Material for the task below:

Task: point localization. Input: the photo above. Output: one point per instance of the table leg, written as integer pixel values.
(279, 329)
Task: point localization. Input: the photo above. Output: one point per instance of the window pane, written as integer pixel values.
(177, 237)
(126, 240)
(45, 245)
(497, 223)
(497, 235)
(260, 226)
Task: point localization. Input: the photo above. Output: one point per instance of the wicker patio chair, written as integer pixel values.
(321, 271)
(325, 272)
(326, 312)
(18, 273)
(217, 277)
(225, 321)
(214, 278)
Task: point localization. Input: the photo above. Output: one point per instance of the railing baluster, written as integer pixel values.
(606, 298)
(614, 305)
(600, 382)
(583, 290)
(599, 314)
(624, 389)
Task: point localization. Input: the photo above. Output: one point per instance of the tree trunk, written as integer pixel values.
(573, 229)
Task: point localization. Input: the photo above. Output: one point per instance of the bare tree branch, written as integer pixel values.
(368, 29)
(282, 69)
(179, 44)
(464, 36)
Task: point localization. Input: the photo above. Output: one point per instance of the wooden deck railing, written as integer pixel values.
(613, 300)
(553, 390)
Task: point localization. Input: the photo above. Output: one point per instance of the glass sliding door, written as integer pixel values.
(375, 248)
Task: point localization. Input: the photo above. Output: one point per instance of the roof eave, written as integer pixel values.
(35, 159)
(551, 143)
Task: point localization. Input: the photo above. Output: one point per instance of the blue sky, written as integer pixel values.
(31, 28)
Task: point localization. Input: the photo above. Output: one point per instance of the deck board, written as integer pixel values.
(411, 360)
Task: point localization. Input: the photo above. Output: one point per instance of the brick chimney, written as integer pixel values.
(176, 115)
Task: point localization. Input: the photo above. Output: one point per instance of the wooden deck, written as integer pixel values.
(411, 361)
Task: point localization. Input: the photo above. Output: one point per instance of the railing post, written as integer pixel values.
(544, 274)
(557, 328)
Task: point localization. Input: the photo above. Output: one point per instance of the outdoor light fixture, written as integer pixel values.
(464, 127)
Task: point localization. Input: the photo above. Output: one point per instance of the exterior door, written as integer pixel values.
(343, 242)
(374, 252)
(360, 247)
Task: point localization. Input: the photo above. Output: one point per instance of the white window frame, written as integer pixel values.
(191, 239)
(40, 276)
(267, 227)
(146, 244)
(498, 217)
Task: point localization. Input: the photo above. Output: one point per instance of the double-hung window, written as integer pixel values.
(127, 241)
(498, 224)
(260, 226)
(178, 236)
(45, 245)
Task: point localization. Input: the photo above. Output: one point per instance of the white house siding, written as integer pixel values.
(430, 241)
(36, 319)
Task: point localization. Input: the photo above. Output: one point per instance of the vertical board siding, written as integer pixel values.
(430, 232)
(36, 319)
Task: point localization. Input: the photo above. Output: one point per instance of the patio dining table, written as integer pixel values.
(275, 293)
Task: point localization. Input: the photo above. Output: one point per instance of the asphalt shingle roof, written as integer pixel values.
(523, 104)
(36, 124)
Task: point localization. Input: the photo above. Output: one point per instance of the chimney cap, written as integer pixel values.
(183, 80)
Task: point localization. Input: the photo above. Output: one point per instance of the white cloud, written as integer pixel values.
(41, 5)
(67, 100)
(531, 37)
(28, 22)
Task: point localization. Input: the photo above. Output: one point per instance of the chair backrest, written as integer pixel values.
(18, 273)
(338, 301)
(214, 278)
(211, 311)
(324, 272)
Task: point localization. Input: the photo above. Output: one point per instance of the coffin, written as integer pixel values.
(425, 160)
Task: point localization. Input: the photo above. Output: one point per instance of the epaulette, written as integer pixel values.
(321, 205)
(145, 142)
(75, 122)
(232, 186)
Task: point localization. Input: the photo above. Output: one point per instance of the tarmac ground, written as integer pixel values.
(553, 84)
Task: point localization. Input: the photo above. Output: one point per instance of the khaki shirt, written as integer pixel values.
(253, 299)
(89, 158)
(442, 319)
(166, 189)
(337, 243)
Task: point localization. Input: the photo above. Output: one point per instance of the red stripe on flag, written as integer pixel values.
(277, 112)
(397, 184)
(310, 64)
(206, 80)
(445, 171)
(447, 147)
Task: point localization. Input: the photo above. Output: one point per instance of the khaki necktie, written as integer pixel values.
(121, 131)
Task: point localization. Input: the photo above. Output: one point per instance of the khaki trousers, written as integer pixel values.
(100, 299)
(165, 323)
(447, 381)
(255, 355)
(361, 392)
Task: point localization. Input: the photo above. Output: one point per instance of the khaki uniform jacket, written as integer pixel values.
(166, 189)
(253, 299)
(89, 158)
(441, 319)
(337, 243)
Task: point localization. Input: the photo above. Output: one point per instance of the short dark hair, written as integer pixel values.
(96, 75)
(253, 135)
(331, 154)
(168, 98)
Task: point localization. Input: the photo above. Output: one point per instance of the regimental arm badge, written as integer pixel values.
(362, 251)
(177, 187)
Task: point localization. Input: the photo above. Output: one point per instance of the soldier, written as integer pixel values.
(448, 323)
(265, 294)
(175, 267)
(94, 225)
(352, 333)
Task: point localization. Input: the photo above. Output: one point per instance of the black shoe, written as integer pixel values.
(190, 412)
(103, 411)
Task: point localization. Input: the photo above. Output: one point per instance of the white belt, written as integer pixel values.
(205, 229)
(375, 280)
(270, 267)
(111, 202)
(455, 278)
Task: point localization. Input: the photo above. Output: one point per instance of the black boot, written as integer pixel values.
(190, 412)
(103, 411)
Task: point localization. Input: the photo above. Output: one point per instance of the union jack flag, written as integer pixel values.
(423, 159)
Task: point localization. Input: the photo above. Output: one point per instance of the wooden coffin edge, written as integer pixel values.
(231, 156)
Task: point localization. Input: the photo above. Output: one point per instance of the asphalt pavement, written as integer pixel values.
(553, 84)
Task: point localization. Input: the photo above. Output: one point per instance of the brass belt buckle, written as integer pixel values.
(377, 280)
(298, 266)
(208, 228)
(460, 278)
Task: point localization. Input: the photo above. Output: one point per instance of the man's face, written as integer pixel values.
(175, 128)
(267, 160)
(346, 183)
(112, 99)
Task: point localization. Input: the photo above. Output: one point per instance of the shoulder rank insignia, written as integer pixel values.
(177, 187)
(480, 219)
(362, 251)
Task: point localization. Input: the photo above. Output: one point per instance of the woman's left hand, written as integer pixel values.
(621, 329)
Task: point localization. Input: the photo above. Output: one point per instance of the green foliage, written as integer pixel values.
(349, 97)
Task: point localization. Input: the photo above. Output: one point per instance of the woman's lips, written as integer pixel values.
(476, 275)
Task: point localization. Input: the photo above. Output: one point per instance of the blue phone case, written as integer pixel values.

End of Material for the task.

• [What you need to do] An exact transcription of all the entries is needed.

• [Response below]
Task: point localization. Input: the photo above. Output: one point per instance of the table leg, written as integer pixel values.
(279, 329)
Task: point localization. Input: the photo above. Output: one point per instance of the window pane, written as integer pixel values.
(177, 237)
(126, 240)
(45, 245)
(497, 223)
(497, 235)
(260, 226)
Task: point localization. Input: the photo above. Output: one point per instance of the wicker patio chair, written as integer pixel values.
(321, 271)
(325, 272)
(326, 312)
(18, 273)
(217, 277)
(225, 321)
(214, 278)
Task: point localization. Input: the photo above. Output: one point per instance of the railing baluster, written as integer pixel values.
(606, 298)
(614, 305)
(600, 382)
(583, 290)
(599, 314)
(624, 389)
Task: point localization. Input: the photo above. Output: one point per instance of the tree trunk, written as integer pixel values.
(573, 229)
Task: point localization. Input: the photo above. Output: one point per instance of the bare tree branch, written as integer pixel values.
(368, 29)
(282, 69)
(179, 44)
(464, 36)
Task: point localization. Input: the photo above. Output: one point per instance of the wooden deck railing, written as integer pixel values.
(613, 300)
(553, 390)
Task: point localization. Input: the photo above. Output: one point per instance of the glass sliding door, written as integer pixel values.
(375, 248)
Task: point localization. Input: the photo above. Output: one point per instance of the roof eave, written as integer pixel values.
(35, 159)
(551, 143)
Task: point localization. Input: the photo above. Output: one point per instance of the blue sky, written as integer pixel values.
(31, 28)
Task: point localization. Input: the photo above. Output: one point per instance of the deck board, written as integer pixel values.
(411, 360)
Task: point localization. Input: the photo above. Output: one point per instance of the brick chimney, written as integer pixel values.
(176, 115)
Task: point localization. Input: the photo above. Output: one point per instance of the wooden deck, written as integer pixel values.
(411, 361)
Task: point localization. Input: the photo above. Output: one point per instance of the railing post, written as integer pixel values.
(544, 274)
(557, 328)
Task: point localization. Input: the photo above. Output: one point per instance of the outdoor light fixture, written as integer pixel values.
(464, 127)
Task: point localization. Input: the photo above. Output: one point per instance of the exterior door, written as integer pixel values.
(343, 242)
(374, 252)
(360, 247)
Task: point localization. Input: the photo above. Output: one point per instance of the white window frame, written as integer pixel values.
(191, 239)
(40, 276)
(267, 227)
(146, 244)
(498, 217)
Task: point localization. Input: the photo above. Output: one point per instance of the double-hung window, written as integer pixel values.
(127, 241)
(498, 224)
(260, 226)
(178, 236)
(45, 245)
Task: point localization. Input: the photo above. Output: one point per instance of the white house siding, written as integer pixel values.
(430, 241)
(36, 319)
Task: point localization. Input: the photo above. Output: one point per instance of the vertical board siding, written as integer pixel values.
(430, 232)
(36, 319)
Task: point localization. Input: the photo above. Output: one point per instance of the patio dining table, written as integer pixel values.
(275, 293)
Task: point localization. Input: the photo above. Output: one point per instance of the asphalt shingle roof, written as integer pixel values.
(523, 104)
(36, 124)
Task: point localization. Input: the photo above. Output: one point per instance of the chimney cap, written as integer pixel values.
(183, 80)
Task: point localization. Input: the photo above. Output: one point per instance of the white cloud, written as integer pixel values.
(41, 5)
(67, 100)
(531, 37)
(28, 22)
Task: point localization. Input: the photo above. Output: one point per instance of the chair backrest, written as integer pixel values.
(18, 273)
(338, 301)
(214, 278)
(211, 311)
(324, 272)
Task: point localization. Input: the photo above. Output: one point per instance of the coffin, written as integer pixel values.
(425, 160)
Task: point localization. Input: the photo above. Output: one point per instance of the epaulette, written as integer pixel values.
(321, 205)
(145, 142)
(75, 122)
(232, 186)
Task: point localization. Input: the photo above. Output: one point per instance of the tarmac ground, written as integer pixel values.
(553, 84)
Task: point localization. Input: the photo above. Output: one point per instance of the khaki shirt, written as integer pixel values.
(253, 299)
(89, 158)
(442, 319)
(166, 189)
(337, 243)
Task: point localization. Input: the photo above. Output: one point per instance of the red stripe on flag, written as integer pixel values.
(277, 112)
(397, 184)
(310, 64)
(206, 80)
(445, 171)
(447, 147)
Task: point localization. Input: the photo above. Output: one point per instance of the khaki necktie, written as integer pixel values.
(121, 131)
Task: point localization. Input: the photo above. Output: one point per instance of the khaki trousers, written as integer pixel values.
(100, 299)
(165, 323)
(447, 381)
(255, 355)
(361, 392)
Task: point localization. Input: the photo above. Output: one point per instance of the khaki uniform jacket, written as integer pixel values.
(166, 189)
(253, 299)
(89, 158)
(441, 319)
(337, 243)
Task: point localization. Input: the photo above. Output: one point per instance of the short dark hair, written as integer pixel values.
(96, 75)
(253, 135)
(331, 154)
(168, 98)
Task: point localization. Input: the photo above. Output: one point per instance of the regimental arm badge, written as integer pixel values.
(362, 251)
(177, 187)
Task: point localization. Input: the photo above. Output: one point per instance of the soldier, written as integer pixel values.
(448, 323)
(265, 294)
(175, 267)
(94, 225)
(352, 333)
Task: point localization. Input: the photo above. Output: one point per instance of the black shoe, written as integer pixel values.
(190, 412)
(103, 411)
Task: point localization. Input: the photo above. Output: one point per instance of the white belt, written as integer pixel values.
(205, 229)
(375, 280)
(270, 267)
(111, 202)
(455, 278)
Task: point localization. Input: the photo above. Output: one point per instance of the black boot, written as integer pixel values.
(190, 412)
(103, 411)
Task: point localization. Input: the photo above. Output: one point per instance of the union jack flag, written as integer pixel values.
(423, 159)
Task: point localization. Input: the photo above. Output: one point per instance of the wooden coffin edge, written as integer pixel values.
(231, 156)
Task: point localization. Input: the photo above. Output: one point per instance of the asphalt pavement, written as integer pixel values.
(553, 84)
Task: point localization. Input: the photo above. Output: one point per instance of the brass belt buckle, written as integer pixel values.
(377, 280)
(298, 266)
(208, 228)
(460, 278)
Task: point localization. Input: the photo above. Output: one point per instance of the man's face, written as integer pixel values.
(175, 128)
(267, 160)
(346, 183)
(112, 99)
Task: point localization. Input: the photo above. Output: one point per instance of the shoulder rank insignia, written as integer pixel values.
(177, 187)
(480, 219)
(362, 251)
Task: point localization. Input: the photo above. Output: one point per instance of the woman's left hand, written as integer pixel values.
(621, 329)
Task: point localization. Input: the photo above. Output: one point per instance of the green foliage, written as integer pixel values.
(349, 97)
Task: point localization. Input: the photo above. Output: one point per instance of the woman's lips, written as integer pixel values.
(476, 275)
Task: point localization. Input: the photo above. Output: one point per instance of the blue phone case, written as integer pixel values.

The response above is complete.